▶ Task directions
Copy out exactly the lines running from the one with "of the roof" through the final line, both ends included, and nothing else. Pictures stay out of the copy.

Entries from a point annotation set
▼▼▼

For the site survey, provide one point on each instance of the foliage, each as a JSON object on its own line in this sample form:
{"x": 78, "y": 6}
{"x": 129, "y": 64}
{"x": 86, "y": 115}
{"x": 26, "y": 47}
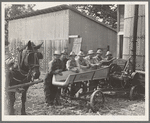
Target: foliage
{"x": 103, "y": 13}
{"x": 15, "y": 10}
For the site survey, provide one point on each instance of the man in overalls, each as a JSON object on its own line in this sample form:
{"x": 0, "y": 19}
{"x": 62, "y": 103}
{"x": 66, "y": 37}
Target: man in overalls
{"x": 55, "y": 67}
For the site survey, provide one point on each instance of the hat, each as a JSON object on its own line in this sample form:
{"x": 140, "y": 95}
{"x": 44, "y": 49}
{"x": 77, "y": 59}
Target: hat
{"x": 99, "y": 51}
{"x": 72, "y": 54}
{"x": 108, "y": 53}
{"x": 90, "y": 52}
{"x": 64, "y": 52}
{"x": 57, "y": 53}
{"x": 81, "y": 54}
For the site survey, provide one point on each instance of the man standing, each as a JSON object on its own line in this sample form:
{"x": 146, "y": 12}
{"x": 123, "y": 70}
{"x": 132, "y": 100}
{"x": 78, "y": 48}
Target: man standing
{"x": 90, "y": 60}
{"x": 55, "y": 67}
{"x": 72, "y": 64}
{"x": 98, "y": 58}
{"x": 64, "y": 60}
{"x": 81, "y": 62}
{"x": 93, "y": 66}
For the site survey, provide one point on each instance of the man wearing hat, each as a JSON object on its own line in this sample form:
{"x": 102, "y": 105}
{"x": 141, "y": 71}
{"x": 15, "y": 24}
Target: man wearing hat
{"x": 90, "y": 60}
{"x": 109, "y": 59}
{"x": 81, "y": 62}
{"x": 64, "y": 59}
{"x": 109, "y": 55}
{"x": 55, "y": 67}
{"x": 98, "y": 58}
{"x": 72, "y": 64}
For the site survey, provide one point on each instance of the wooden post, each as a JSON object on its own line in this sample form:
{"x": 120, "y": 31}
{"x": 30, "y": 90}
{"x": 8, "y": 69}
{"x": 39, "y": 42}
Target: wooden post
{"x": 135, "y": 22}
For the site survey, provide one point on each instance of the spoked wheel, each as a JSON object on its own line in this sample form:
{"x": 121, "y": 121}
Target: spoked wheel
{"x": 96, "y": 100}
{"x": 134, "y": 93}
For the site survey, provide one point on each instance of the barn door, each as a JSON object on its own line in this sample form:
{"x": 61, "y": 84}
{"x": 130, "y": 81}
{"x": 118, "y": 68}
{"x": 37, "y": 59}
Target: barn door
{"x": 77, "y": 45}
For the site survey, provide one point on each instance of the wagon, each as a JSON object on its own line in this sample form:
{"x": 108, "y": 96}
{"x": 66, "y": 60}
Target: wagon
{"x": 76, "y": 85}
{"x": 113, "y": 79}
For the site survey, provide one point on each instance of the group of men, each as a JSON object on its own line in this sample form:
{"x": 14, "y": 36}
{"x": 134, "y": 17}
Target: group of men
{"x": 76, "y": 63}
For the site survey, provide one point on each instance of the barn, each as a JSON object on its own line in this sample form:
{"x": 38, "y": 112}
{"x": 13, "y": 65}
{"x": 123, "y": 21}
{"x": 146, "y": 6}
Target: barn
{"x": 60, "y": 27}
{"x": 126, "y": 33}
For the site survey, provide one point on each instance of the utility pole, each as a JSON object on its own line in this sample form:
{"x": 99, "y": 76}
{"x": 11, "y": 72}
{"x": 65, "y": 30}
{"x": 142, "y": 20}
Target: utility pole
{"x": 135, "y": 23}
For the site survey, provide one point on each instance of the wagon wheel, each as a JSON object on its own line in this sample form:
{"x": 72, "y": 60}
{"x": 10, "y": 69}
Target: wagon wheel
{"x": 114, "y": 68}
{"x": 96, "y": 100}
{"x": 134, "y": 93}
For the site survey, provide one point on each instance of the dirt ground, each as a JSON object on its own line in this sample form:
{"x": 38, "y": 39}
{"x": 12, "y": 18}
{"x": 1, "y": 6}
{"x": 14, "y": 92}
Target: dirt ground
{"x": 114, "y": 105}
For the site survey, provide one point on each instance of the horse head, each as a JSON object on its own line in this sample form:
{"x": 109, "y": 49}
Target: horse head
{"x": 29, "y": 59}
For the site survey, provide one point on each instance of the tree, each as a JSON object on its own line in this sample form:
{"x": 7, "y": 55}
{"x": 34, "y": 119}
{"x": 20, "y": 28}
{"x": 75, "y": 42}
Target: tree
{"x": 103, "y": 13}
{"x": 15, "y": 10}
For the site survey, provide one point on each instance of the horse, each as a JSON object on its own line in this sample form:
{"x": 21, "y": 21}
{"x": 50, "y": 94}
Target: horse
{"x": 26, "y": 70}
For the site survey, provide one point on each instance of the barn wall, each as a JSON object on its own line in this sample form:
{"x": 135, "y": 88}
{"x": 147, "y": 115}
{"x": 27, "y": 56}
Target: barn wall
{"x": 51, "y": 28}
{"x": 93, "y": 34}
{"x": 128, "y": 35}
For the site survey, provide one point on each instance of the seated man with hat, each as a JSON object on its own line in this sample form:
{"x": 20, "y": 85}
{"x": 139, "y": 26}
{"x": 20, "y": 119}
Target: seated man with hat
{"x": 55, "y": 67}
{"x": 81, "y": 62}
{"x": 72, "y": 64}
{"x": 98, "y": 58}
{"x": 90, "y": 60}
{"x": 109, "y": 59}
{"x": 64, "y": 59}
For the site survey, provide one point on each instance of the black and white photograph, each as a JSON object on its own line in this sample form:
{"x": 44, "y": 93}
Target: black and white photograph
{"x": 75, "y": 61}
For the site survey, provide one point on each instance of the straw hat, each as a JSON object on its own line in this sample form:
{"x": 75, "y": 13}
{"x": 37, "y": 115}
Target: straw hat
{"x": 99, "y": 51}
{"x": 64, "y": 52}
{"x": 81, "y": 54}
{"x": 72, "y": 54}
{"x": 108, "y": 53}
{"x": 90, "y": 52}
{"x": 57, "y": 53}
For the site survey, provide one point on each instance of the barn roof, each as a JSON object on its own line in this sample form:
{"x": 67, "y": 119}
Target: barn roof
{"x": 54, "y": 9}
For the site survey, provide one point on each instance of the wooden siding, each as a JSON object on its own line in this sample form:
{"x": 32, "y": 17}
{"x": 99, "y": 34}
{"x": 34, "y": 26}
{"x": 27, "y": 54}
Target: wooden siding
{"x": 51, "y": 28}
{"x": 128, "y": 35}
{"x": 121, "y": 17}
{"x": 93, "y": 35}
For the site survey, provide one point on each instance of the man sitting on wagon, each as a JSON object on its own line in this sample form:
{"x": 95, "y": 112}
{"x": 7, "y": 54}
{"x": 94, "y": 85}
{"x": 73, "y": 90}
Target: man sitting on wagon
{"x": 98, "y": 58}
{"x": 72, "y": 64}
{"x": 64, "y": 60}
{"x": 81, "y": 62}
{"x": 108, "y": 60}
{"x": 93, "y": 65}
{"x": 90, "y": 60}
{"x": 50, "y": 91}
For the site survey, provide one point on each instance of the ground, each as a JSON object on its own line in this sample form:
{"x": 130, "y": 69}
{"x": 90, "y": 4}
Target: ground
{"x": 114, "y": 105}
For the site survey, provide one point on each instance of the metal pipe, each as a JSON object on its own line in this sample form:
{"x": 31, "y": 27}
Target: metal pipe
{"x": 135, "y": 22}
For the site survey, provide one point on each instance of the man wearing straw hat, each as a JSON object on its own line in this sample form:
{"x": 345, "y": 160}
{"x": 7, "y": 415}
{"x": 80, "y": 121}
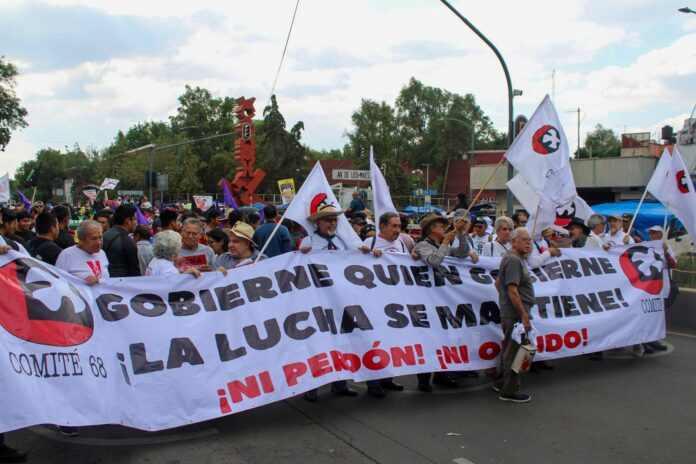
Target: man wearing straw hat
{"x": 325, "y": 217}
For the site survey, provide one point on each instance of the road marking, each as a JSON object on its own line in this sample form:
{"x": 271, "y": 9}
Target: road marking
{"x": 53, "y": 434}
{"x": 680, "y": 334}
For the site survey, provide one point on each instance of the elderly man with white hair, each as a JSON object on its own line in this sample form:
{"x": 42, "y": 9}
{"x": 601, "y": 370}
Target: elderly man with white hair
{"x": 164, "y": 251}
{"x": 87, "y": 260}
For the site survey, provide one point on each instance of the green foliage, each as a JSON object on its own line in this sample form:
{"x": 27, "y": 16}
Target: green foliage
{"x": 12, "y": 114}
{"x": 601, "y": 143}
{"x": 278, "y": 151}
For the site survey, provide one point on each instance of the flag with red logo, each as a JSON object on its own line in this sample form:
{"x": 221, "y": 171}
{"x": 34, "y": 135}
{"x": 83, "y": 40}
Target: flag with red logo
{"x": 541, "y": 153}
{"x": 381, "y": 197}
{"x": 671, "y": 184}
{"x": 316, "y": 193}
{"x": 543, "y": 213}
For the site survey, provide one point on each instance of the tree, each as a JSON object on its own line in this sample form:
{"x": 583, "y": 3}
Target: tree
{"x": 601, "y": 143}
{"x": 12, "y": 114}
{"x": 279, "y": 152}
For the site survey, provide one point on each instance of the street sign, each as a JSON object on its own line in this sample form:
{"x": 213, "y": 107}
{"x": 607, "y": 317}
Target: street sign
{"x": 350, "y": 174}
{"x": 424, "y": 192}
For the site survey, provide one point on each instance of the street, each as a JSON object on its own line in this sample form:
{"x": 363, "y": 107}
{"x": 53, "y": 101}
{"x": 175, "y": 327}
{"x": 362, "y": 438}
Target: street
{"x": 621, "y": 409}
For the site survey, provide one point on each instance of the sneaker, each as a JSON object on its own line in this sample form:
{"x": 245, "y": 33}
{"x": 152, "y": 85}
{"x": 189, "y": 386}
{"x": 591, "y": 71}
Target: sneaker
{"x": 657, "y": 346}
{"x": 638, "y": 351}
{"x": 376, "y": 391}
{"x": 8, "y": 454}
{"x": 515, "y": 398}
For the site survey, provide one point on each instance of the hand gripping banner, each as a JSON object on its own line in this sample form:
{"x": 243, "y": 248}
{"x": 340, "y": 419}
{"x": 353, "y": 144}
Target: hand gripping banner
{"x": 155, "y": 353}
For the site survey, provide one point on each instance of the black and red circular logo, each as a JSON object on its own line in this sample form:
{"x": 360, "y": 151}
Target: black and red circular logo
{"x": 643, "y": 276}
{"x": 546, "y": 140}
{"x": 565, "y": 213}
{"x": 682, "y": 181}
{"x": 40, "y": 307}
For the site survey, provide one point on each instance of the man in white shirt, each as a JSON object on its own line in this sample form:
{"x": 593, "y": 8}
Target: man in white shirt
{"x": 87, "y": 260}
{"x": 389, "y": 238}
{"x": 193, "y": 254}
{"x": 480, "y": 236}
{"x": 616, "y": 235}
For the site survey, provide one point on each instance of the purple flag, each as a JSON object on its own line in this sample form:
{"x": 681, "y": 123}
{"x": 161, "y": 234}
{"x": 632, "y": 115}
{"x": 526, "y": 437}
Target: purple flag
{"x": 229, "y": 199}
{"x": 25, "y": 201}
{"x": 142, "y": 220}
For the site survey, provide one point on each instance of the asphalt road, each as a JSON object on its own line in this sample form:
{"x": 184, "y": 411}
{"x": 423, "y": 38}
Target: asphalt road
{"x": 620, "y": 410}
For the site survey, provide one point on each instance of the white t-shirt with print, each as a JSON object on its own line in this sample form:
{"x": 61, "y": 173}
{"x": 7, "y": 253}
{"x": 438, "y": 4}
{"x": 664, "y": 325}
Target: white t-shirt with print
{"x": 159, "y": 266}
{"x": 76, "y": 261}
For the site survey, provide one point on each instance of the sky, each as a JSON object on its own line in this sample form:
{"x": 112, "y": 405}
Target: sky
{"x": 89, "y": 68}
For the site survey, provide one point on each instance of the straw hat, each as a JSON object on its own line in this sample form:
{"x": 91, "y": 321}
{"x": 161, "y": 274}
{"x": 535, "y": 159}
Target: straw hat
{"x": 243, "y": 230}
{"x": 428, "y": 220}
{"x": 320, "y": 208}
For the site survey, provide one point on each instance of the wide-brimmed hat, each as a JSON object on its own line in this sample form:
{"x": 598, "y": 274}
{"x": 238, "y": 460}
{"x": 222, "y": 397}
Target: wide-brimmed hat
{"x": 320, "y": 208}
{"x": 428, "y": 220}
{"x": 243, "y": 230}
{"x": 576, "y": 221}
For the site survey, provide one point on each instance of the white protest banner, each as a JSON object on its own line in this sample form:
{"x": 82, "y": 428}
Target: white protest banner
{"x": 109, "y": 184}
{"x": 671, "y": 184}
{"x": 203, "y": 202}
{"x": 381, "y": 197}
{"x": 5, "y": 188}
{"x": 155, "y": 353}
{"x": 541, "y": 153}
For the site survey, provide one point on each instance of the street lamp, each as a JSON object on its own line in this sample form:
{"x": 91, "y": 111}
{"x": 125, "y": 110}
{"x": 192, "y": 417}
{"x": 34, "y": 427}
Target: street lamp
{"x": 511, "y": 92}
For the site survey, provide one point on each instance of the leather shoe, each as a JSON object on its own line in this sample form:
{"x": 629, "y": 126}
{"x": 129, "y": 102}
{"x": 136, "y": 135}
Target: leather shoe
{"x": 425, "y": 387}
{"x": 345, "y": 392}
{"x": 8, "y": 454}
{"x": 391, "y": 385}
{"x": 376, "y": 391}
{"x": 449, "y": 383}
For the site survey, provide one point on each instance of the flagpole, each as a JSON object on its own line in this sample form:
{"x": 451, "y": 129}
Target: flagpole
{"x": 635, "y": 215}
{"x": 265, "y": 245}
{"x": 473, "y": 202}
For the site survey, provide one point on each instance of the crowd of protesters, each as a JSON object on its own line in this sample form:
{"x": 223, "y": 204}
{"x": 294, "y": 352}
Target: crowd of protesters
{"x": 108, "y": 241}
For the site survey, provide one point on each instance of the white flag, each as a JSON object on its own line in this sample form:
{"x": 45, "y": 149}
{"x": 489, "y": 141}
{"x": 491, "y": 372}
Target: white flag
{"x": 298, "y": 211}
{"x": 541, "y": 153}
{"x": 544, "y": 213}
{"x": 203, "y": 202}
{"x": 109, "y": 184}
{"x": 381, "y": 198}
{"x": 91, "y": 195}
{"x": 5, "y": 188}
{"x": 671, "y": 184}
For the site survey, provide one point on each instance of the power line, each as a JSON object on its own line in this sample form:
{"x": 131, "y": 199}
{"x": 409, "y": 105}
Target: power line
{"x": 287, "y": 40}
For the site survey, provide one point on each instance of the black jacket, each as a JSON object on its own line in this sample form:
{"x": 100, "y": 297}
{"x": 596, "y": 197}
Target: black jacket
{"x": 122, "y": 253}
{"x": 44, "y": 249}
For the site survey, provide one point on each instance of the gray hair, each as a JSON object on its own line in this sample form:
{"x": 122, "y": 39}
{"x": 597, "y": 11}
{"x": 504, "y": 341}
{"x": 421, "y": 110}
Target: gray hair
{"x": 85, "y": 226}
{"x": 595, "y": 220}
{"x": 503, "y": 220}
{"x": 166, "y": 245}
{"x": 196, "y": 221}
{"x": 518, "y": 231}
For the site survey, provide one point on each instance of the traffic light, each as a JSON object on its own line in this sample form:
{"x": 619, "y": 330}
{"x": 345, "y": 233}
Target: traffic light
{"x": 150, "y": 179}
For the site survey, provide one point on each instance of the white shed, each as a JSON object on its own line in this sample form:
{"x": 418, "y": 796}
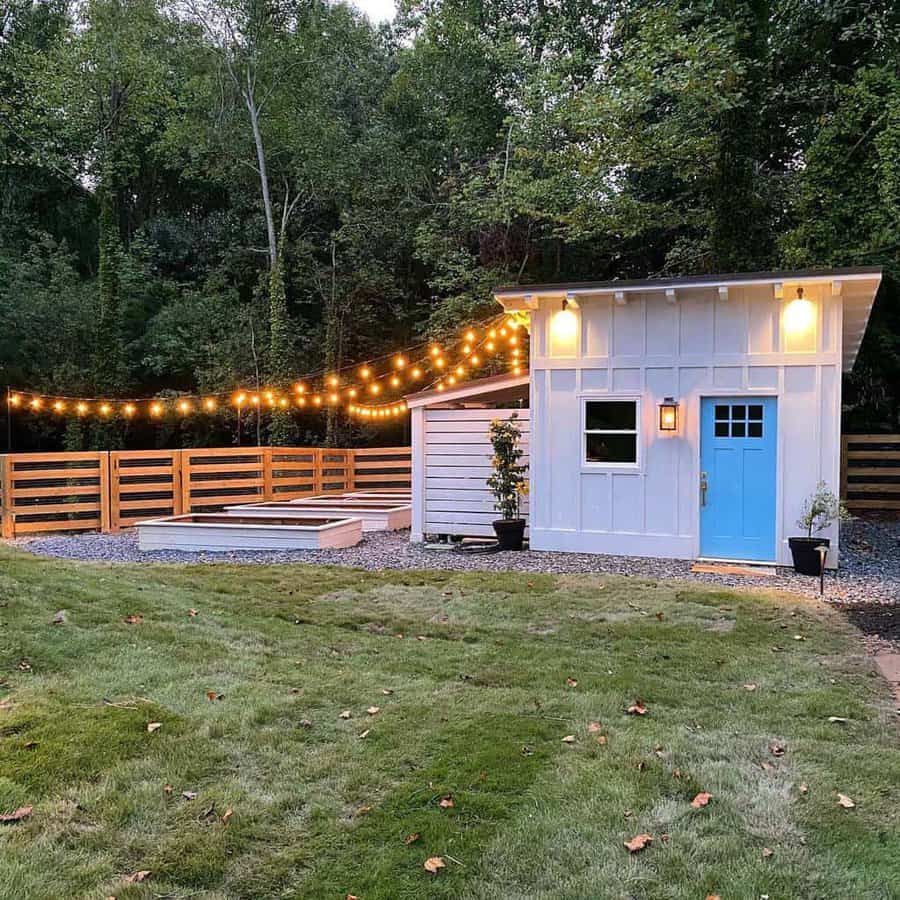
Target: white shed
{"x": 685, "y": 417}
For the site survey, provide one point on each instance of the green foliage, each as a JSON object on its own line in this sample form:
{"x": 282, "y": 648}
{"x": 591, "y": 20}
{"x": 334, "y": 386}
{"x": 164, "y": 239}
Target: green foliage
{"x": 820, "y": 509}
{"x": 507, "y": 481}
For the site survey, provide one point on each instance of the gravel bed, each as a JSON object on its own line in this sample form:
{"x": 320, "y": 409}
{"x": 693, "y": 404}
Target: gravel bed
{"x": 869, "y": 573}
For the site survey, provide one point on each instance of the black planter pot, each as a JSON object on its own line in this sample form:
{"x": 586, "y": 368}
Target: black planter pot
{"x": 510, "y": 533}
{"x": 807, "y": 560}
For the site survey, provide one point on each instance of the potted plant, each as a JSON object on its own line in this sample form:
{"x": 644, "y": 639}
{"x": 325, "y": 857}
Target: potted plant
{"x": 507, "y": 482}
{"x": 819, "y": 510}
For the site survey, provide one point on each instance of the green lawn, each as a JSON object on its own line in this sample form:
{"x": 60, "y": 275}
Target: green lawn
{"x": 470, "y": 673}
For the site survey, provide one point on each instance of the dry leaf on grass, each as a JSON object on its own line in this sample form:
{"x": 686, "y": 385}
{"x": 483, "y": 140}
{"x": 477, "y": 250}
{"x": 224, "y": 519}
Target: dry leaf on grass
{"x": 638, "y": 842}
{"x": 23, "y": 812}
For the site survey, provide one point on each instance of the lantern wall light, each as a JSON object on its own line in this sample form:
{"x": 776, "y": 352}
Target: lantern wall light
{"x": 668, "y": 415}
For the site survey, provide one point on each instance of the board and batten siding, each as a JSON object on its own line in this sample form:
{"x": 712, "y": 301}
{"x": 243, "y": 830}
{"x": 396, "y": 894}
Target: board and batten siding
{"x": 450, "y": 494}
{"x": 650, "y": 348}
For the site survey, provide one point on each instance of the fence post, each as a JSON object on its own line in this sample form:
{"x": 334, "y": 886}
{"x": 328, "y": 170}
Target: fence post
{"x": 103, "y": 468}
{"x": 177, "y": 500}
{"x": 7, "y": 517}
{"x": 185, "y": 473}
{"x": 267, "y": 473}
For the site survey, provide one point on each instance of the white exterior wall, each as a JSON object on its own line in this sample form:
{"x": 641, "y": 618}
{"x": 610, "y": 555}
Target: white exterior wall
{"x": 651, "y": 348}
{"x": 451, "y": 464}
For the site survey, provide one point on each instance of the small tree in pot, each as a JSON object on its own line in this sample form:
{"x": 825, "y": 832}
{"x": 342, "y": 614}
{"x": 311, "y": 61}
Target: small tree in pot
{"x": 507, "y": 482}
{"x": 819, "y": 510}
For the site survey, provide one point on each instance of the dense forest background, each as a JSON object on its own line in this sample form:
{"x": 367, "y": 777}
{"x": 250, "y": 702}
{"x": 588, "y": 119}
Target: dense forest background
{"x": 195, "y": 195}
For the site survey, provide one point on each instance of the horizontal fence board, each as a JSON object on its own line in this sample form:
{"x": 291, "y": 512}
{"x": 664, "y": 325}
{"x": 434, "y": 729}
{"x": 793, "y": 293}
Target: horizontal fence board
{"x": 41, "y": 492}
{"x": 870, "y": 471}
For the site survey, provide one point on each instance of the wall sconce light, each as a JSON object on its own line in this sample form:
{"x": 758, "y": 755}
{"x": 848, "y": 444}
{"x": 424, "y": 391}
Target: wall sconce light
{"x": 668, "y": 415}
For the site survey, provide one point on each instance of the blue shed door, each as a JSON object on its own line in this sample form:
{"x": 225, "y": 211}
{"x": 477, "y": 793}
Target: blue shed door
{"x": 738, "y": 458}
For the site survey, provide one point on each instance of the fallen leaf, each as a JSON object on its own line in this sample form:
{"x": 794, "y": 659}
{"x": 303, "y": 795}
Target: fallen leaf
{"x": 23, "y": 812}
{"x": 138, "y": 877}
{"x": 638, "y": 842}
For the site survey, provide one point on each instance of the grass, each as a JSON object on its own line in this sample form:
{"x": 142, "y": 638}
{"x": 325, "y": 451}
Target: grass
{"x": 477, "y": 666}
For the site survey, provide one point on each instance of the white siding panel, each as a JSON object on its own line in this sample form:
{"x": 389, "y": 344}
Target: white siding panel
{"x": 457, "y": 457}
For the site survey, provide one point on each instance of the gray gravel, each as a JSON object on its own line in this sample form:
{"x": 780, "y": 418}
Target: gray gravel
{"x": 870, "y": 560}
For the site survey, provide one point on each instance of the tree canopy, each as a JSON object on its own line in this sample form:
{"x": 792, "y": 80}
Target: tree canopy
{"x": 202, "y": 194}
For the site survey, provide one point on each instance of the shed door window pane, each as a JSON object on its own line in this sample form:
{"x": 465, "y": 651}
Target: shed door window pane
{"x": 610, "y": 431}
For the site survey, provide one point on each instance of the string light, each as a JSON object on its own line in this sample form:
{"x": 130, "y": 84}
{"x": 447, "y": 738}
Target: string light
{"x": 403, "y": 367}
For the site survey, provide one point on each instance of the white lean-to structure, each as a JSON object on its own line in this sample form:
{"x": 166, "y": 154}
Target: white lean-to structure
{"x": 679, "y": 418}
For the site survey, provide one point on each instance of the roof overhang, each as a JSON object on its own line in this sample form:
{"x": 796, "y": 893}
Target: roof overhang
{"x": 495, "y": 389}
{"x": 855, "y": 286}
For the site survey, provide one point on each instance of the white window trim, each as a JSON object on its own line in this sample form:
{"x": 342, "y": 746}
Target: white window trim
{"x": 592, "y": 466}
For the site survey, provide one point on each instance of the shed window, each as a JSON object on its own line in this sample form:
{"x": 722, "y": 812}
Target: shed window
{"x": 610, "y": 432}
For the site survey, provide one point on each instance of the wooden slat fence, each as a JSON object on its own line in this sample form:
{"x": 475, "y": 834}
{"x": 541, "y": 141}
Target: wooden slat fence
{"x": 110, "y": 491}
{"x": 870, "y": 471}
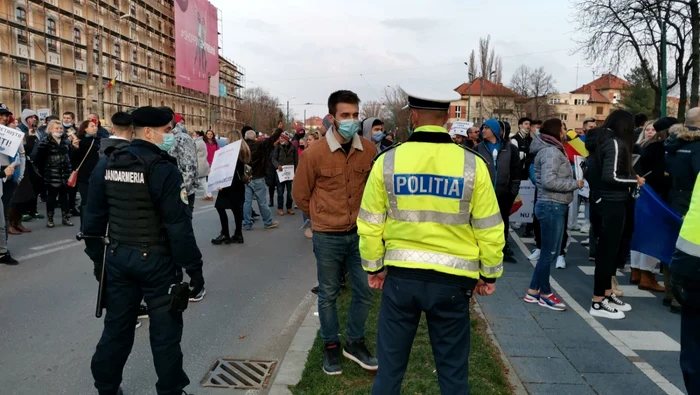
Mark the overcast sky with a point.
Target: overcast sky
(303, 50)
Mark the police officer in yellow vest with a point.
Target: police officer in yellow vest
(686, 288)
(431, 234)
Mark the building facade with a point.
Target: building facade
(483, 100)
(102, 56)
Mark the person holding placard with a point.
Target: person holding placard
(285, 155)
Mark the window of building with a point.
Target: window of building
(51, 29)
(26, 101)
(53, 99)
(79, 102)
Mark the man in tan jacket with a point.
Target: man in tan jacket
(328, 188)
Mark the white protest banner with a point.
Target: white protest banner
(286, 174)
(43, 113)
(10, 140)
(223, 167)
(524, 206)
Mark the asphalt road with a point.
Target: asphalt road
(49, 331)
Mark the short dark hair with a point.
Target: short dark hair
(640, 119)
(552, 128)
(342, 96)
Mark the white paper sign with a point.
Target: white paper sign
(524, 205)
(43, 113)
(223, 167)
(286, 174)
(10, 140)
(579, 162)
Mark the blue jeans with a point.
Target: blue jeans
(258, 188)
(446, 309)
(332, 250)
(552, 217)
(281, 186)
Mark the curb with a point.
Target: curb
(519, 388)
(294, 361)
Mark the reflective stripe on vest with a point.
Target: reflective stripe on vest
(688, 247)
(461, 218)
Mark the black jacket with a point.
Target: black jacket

▲▲▲

▶ Written answer
For the site survey, provide one point on each instance of the roof overhang, each as a JSON object on its own line in this sample form:
{"x": 796, "y": 893}
Target: roof overhang
{"x": 495, "y": 389}
{"x": 855, "y": 286}
For the site survey, provide one point on each instance of the white window trim, each as a JSON object on its own line in this sample form:
{"x": 342, "y": 746}
Target: white window trim
{"x": 592, "y": 466}
For the site survey, provide one point on each instance of the shed window, each as a JSON object on its own line in this sample form:
{"x": 722, "y": 812}
Target: shed window
{"x": 610, "y": 432}
For the site survey, provide one point on each instance of the wooden slat fence, each as a JSON object on its own line in this sample form:
{"x": 475, "y": 834}
{"x": 541, "y": 141}
Target: wooden slat fence
{"x": 110, "y": 491}
{"x": 870, "y": 471}
Mark the overcast sky with a point.
Target: overcast sky
(303, 50)
Mark the police officer in yellow vest with a point.
Target: police officer in yellow vest
(686, 288)
(431, 234)
Mark the building facade with a point.
Target: building facade
(483, 100)
(102, 56)
Mark the person holding placard with a point.
Target: person holding placard
(285, 155)
Mark the window of building with a point.
Target: window of building
(51, 29)
(26, 101)
(53, 99)
(79, 102)
Mark the man in tan jacket with a point.
Target: man in tan jacket
(328, 188)
Mark the white protest banner with a point.
Target: white protest banner
(286, 174)
(43, 113)
(10, 140)
(223, 167)
(524, 206)
Mark the asphalt road with a point.
Target: asphalt road
(49, 331)
Mark the short dark hair with a point.
Target: short dark hair
(640, 119)
(552, 128)
(342, 96)
Mark the white paper sign with a point.
Target: white paper sign
(524, 205)
(43, 113)
(223, 167)
(286, 174)
(10, 140)
(579, 162)
Mark the blue jeans with a point.
Target: blue jeans
(258, 188)
(446, 309)
(332, 250)
(552, 217)
(281, 186)
Mark the curb with a point.
Target: curb
(519, 388)
(294, 361)
Mark the reflective stripe on vest with a point.
Target: reflective stripe on vest
(688, 247)
(461, 218)
Mark the black jacket with a point.
Target: black jacket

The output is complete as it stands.